"Why Will They Come?"
“Why Will They Come?”
In 1989 Kevin Costner starred in “Field of Dreams”, a fantasy
film depicting an Iowa farmer’s building a baseball diamond in a corn field. I
saw the movie some years later and the thing I remember most is the saying, “If
you build it he will come.” Since then this quote has cropped up in other
contexts but is usually rendered, “If you build it they will come.”
When the first covered sports stadium, the Houston Astrodome,
was opened in 1965 one of the Astro players observed at the end of the season,
“This year they came to see the Dome. Next year they’ll come to see us. We’d
better deliver.” So the novelty of a new stadium wears off quickly and the
attraction becomes the team (or teams) which use it. So “If you build it they
will come” has (in the words of our Manchester Associate Mike Conneally) a
shelf life. “They” will come only if expectations of performance are met.
1 Kings 8 relates the account of the dedication of the Temple
in Jerusalem to the worship of God which had been constructed under King Solomon’s
leadership. It was a beautiful building and the people came by the thousands.

# AIM OF THE EXERCISE:
Please retype part of the "Why Will They Come?" text word for word, beginning at the words "In 1989 Kevin" and stopping after "performance are met.".

# PROVIDED MATERIAL:
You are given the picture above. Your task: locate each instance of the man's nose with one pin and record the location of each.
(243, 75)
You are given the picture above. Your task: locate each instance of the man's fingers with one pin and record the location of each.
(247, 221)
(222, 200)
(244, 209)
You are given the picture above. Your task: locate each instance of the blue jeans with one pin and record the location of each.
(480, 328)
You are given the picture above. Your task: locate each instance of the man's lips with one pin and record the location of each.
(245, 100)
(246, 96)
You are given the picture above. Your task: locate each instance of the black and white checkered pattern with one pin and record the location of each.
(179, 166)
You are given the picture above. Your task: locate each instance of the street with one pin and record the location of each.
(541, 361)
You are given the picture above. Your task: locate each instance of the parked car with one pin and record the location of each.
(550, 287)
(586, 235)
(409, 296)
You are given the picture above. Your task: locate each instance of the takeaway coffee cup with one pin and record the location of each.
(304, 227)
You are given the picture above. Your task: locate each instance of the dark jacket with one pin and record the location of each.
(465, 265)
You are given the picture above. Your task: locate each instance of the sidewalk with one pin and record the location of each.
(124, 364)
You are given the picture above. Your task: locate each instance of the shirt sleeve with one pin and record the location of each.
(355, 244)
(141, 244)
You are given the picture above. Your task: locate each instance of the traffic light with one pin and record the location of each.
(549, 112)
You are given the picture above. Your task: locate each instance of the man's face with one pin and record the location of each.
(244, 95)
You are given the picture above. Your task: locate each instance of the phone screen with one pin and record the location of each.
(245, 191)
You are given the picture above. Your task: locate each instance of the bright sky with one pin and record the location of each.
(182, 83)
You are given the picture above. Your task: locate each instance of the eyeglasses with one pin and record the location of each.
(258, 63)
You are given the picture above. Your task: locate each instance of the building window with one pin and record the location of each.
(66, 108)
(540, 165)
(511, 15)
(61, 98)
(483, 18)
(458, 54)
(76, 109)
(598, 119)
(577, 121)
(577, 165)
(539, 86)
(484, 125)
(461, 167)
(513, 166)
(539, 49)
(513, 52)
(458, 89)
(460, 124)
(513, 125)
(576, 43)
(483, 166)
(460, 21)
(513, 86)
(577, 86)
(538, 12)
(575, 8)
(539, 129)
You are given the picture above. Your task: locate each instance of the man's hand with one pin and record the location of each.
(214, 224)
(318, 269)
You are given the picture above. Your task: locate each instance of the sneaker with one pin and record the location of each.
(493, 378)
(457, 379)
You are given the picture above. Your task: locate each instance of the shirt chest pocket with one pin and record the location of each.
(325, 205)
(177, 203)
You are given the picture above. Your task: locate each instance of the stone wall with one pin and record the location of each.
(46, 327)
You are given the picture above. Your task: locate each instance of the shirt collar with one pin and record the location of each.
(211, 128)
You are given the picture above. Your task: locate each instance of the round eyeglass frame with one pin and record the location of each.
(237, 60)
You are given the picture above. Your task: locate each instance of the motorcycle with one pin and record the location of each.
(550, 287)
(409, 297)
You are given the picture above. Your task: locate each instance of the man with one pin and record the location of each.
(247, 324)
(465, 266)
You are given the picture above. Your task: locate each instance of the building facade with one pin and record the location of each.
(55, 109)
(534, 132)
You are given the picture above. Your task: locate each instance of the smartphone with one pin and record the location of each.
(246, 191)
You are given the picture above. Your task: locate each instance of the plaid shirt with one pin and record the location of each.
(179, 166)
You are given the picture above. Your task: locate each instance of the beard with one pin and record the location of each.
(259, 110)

# WORKED ANSWER:
In 1989 Kevin Costner starred in “Field of Dreams”, a fantasy
film depicting an Iowa farmer’s building a baseball diamond in a corn field. I
saw the movie some years later and the thing I remember most is the saying, “If
you build it he will come.” Since then this quote has cropped up in other
contexts but is usually rendered, “If you build it they will come.”
When the first covered sports stadium, the Houston Astrodome,
was opened in 1965 one of the Astro players observed at the end of the season,
“This year they came to see the Dome. Next year they’ll come to see us. We’d
better deliver.” So the novelty of a new stadium wears off quickly and the
attraction becomes the team (or teams) which use it. So “If you build it they
will come” has (in the words of our Manchester Associate Mike Conneally) a
shelf life. “They” will come only if expectations of performance are met.